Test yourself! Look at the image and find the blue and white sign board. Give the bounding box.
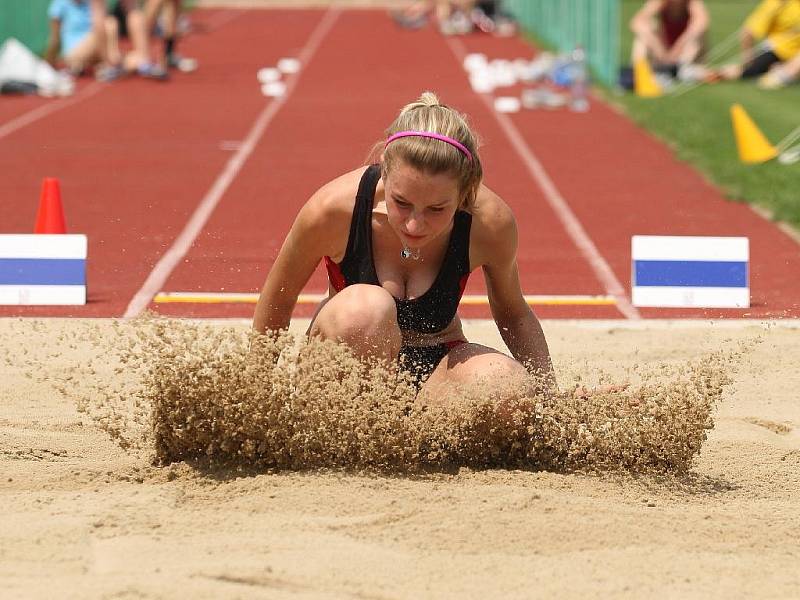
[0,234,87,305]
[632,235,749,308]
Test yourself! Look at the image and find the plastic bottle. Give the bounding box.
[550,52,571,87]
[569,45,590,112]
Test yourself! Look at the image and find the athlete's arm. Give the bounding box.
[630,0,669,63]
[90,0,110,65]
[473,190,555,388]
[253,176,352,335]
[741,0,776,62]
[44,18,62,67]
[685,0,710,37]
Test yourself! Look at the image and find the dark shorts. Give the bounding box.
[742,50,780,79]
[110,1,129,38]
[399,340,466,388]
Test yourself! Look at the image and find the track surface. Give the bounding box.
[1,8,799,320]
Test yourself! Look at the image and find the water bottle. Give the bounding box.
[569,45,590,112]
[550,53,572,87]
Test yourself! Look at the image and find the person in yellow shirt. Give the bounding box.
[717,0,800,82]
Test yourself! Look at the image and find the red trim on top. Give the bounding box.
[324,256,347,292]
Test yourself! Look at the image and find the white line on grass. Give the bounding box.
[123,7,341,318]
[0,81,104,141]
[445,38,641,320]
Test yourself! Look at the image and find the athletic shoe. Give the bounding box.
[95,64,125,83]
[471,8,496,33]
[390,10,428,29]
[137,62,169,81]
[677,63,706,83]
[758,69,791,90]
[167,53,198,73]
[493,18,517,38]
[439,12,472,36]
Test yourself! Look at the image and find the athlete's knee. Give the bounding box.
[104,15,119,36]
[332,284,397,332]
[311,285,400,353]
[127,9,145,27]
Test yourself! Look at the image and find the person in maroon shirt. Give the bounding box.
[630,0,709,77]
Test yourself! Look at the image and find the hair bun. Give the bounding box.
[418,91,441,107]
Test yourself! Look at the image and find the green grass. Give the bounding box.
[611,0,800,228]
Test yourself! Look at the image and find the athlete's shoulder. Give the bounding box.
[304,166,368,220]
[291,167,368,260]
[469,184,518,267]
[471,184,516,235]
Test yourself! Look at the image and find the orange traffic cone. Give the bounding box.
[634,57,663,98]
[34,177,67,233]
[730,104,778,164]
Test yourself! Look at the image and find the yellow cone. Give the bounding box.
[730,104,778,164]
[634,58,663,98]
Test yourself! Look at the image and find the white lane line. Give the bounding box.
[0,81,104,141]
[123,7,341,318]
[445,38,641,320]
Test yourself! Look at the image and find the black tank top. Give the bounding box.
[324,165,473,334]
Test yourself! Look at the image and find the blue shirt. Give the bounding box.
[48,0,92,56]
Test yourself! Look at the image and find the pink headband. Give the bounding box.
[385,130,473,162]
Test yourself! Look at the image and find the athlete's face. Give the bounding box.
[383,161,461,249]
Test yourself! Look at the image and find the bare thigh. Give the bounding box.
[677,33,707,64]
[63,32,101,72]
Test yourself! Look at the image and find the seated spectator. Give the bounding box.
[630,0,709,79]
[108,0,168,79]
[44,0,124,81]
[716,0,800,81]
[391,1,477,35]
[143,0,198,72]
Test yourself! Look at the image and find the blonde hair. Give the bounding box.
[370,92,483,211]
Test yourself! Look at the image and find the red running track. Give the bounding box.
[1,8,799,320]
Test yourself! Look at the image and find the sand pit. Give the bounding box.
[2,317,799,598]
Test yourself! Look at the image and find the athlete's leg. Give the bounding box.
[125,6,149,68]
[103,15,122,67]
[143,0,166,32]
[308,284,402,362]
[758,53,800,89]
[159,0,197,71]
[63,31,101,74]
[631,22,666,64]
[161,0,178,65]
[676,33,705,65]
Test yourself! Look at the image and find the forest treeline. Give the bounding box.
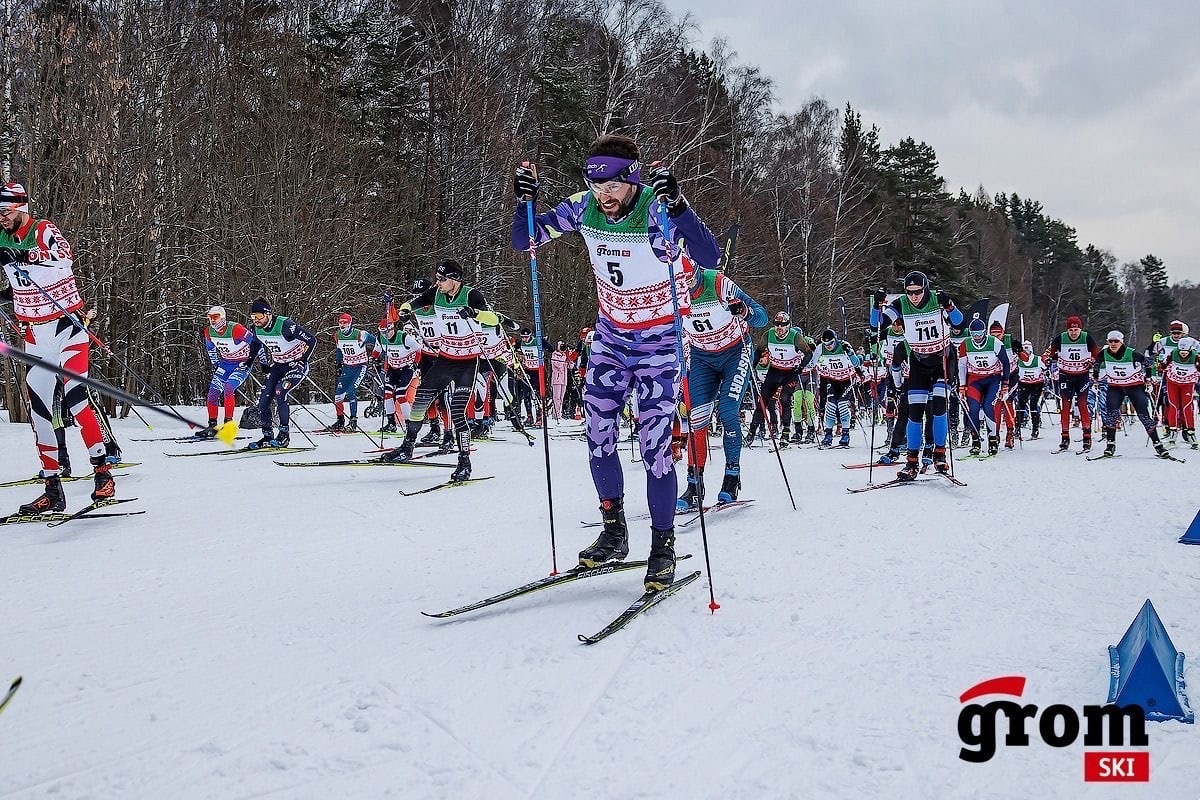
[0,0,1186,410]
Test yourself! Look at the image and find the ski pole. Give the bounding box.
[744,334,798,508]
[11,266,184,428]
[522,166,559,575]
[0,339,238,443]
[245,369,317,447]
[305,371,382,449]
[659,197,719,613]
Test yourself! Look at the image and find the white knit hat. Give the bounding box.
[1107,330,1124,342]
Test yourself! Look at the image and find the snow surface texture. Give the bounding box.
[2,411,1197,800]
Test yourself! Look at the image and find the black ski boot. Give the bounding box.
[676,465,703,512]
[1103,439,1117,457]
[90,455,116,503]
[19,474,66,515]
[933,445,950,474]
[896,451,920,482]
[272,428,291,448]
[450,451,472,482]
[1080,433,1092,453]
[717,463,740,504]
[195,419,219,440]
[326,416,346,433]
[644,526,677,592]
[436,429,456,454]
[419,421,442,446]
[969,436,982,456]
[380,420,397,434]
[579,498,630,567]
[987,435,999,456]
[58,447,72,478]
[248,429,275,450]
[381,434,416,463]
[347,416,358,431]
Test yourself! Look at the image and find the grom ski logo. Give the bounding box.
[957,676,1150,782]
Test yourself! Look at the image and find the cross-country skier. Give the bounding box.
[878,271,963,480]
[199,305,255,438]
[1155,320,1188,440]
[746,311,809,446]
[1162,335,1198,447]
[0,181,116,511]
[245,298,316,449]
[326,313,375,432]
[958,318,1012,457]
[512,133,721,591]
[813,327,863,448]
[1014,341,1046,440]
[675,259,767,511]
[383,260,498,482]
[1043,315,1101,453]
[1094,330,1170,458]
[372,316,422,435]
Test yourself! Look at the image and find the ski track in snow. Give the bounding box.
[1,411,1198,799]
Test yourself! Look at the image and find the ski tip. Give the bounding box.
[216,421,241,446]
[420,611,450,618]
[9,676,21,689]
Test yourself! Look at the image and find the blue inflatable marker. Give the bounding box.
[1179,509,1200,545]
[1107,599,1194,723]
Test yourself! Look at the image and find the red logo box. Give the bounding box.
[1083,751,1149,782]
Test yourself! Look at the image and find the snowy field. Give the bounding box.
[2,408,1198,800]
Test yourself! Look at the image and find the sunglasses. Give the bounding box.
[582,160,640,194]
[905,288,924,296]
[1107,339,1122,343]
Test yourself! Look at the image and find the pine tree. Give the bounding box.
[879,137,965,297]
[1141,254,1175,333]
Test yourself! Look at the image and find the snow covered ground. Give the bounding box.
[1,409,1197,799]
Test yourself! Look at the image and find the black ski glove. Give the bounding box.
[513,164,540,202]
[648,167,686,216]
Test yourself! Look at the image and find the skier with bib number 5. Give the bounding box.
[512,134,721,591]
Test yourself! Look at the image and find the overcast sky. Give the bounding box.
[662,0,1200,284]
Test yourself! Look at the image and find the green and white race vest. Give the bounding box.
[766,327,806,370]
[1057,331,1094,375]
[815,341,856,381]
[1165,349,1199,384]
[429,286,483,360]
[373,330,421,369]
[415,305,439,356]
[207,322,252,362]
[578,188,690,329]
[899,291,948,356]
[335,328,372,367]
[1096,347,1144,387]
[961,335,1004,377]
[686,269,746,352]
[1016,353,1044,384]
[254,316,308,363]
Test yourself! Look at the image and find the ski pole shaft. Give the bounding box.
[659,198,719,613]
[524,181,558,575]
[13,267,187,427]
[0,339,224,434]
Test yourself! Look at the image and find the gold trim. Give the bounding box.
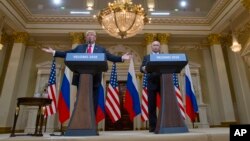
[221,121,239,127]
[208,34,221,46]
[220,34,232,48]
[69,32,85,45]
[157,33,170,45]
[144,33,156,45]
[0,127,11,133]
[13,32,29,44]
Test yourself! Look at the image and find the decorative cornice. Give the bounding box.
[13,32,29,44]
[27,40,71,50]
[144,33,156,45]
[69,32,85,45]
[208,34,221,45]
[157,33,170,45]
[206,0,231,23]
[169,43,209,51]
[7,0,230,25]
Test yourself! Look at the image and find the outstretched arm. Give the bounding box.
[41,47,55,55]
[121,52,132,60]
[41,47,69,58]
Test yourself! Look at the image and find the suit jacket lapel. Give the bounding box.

::::::::

Exercise:
Reprint the entries above exactly, images removed.

Solution to the problem:
Test yourself! Look at the image and find the blue and white sign board. Give the bounding box.
[0,234,87,305]
[632,235,749,308]
Test yourself! Look at the image and find the plastic bottle. Give the bounding box.
[550,52,571,87]
[569,45,590,112]
Test yourself! Look at the image and find the athlete's arm. Give the bounding box.
[630,0,669,63]
[90,0,110,65]
[473,190,555,388]
[253,176,352,335]
[741,0,776,62]
[44,18,62,67]
[685,0,710,37]
Test yourself! Look at the image and find the dark shorts. Give the bounding box.
[742,50,780,79]
[110,1,129,38]
[399,340,466,388]
Test yourself! Look at the image and find the track surface. Give the bounding box.
[1,8,799,320]
Test yourself! Look at the image and find the water bottle. Give the bounding box.
[569,45,590,112]
[550,53,572,87]
Test yourself! Look at the image and find the person in yellow shirt. Give the bounding box.
[717,0,800,82]
Test yourself! Look at the image and find the red trim on top. Give the bounding box.
[324,256,347,292]
Test yourself! Look at the image and find the white line on grass. Give the bounding box.
[123,7,341,318]
[0,81,104,141]
[445,38,641,320]
Test yourself! Look at the image and find the athletic shoe. Give the bounding box.
[95,64,125,83]
[471,8,496,33]
[390,10,428,29]
[137,62,169,81]
[677,63,706,83]
[758,69,791,90]
[167,53,198,73]
[493,18,517,38]
[439,12,472,36]
Test yourself! Look at the image and find the athlete's knee. Give the bounding box.
[104,15,119,36]
[332,284,397,332]
[311,285,400,353]
[127,9,145,27]
Test yourself! Look at the image and find the person in maroon shirt. Give the bounding box.
[630,0,709,77]
Test yourself! Look at the image and find the hair bun. Give the bounding box.
[418,91,441,107]
Test yourself! Look at the image and find the green grass. Give the bounding box.
[611,0,800,228]
Test yourself! Look at the image and find the athlete's shoulder. Give the bounding box.
[304,166,368,220]
[291,167,368,260]
[469,184,518,267]
[471,184,516,235]
Test yourself! Look at the image and find the orange traffic cone. Give the bounding box.
[634,57,663,98]
[34,177,67,233]
[730,104,778,164]
Test yourself! Look at the image and find the yellow cone. Give the bounding box.
[730,104,778,164]
[634,58,663,98]
Test yourself! Look at the image and find the white lane line. Give the bounding box.
[0,81,104,141]
[123,7,341,318]
[445,38,641,320]
Test yourself! Look at the image and find the black tank top. Give the bounding box.
[324,165,473,334]
Test yourself! Look at the image and find the blue shirt. Give the bounding box.
[48,0,92,56]
Test yourself! Look at the image and find the pink headband. Give the bounding box.
[385,130,473,162]
Test yourself! Look at the image and find the athlete's face. Give the bounding box.
[383,161,461,249]
Test yourself! Look at the image and find the bare thigh. Give the bounding box.
[677,33,707,64]
[63,32,101,72]
Test yourself! Look at the image and find the seated spectator. Give the bounding box.
[630,0,709,79]
[108,0,168,79]
[44,0,124,81]
[716,0,800,81]
[391,1,477,35]
[143,0,198,72]
Test yourself! Look at the image and find the blonde hair. Give the bounding box.
[370,92,483,211]
Test yourself! Look at the image and find the red running track. Give the bounding box.
[1,8,799,320]
Test yourself! Look at the image and find the sand pit. Give the bounding box.
[2,317,799,598]
Test yourself! Look at the image and find the athlete's leg. Give the bounding box.
[125,6,149,68]
[103,15,122,67]
[143,0,166,32]
[308,284,402,362]
[758,53,800,89]
[159,0,197,71]
[63,31,101,74]
[631,22,666,64]
[161,0,178,65]
[676,33,705,65]
Test yourself! Look at the image and find the forest treeline. Give the bounding box.
[0,0,1186,410]
Test yourself! Look at the image and find the ski pole. Give the bounding box.
[744,334,798,508]
[11,266,184,428]
[522,166,559,575]
[0,339,238,443]
[245,369,317,447]
[305,371,382,449]
[659,197,719,613]
Test yourself! Look at the image and find the white knit hat. Give the bounding box.
[1107,330,1124,342]
Test yourself! Look at the image and find the snow surface texture. Give the bounding box.
[2,411,1197,800]
Test yourself! Look at the image and find the black ski boot. Give the bounding box.
[676,465,703,512]
[1103,439,1117,457]
[90,455,116,503]
[19,474,66,515]
[933,445,950,474]
[896,451,920,482]
[272,428,291,448]
[450,451,472,482]
[1080,433,1092,453]
[717,463,740,504]
[195,419,219,440]
[326,416,346,433]
[644,526,677,592]
[436,429,456,454]
[419,421,442,446]
[969,436,982,456]
[380,420,397,434]
[579,498,630,567]
[987,435,999,456]
[58,447,72,478]
[248,429,275,450]
[381,434,416,463]
[347,416,358,431]
Test yourself! Look at the image and find the grom ski logo. Give the bounding box.
[957,676,1150,782]
Test yourself! Look at the image and find the cross-country skier. Give the bounding box.
[878,271,963,480]
[199,305,255,438]
[1155,320,1188,440]
[746,311,809,446]
[1162,335,1198,447]
[0,181,116,511]
[245,298,316,449]
[326,313,375,432]
[958,318,1012,457]
[512,133,721,591]
[813,327,863,448]
[1014,341,1046,440]
[675,259,767,511]
[383,260,498,482]
[1043,315,1101,453]
[1094,330,1170,458]
[372,316,422,435]
Test yourself! Look at the image and find the ski track in snow. Give the bounding box.
[1,411,1198,799]
Test yourself! Look at the image and find the ski tip. Give the bounding box.
[216,421,241,446]
[420,611,450,618]
[9,676,21,689]
Test yourself! Look at the image and find the blue inflatable marker. Give the bounding box.
[1179,509,1200,545]
[1107,599,1194,723]
Test yourself! Look at the image and find the red logo box. Give the bounding box.
[1083,751,1149,782]
Test yourself! Look at the image and find the snowy field. Give the bounding box.
[2,408,1198,800]
Test yourself! Look at the image and find the sunglasses. Give the bounding box.
[582,160,640,194]
[905,288,924,296]
[1107,339,1122,343]
Test yourself! Look at the image and find the pine tree. Give the bounding box.
[879,137,965,297]
[1141,254,1175,333]
Test yourself! Look at the image and find the snow covered ground. Give the bounding box.
[1,409,1197,799]
Test yourself! Look at the image and find the black ski glove. Give the bounding box.
[513,164,540,202]
[648,167,686,216]
Test yourself! Look at the image and find the skier with bib number 5. Give the bounding box.
[512,134,721,591]
Test yourself! Look at the image and find the overcast sky. Give the bounding box.
[662,0,1200,284]
Test yourself! Look at the image and find the green and white race vest. Give the bounding box.
[766,327,806,370]
[1057,331,1094,375]
[815,341,856,381]
[1165,349,1199,384]
[429,286,483,360]
[373,330,421,369]
[415,305,439,356]
[207,322,252,362]
[578,188,690,329]
[899,291,948,356]
[335,328,372,367]
[1096,347,1144,387]
[961,335,1004,377]
[686,269,746,352]
[1016,353,1044,384]
[254,316,308,363]
Test yourself! Look at the image and find the ski pole shaft. Give the bounding box.
[659,198,719,613]
[524,181,558,575]
[13,267,187,427]
[0,339,224,434]
Test yourself! Look at the image and find the gold trim. Give the bounding box.
[221,121,239,127]
[208,34,221,46]
[220,34,232,48]
[69,32,85,45]
[157,33,170,45]
[144,33,156,45]
[0,127,11,133]
[13,32,29,44]
Test yourself! Look at the image and find the decorative cornice. Give the bounding box.
[13,32,29,44]
[27,40,71,50]
[144,33,156,45]
[69,32,85,45]
[208,34,221,45]
[157,33,170,45]
[206,0,231,23]
[169,43,209,51]
[7,0,230,25]
Test yourself! Look at the image and find the outstretched arm. Give the bounding box.
[41,47,55,55]
[121,52,132,60]
[41,47,69,58]
Test yourself! Look at the image and find the suit jacket lapel. Give the bounding box.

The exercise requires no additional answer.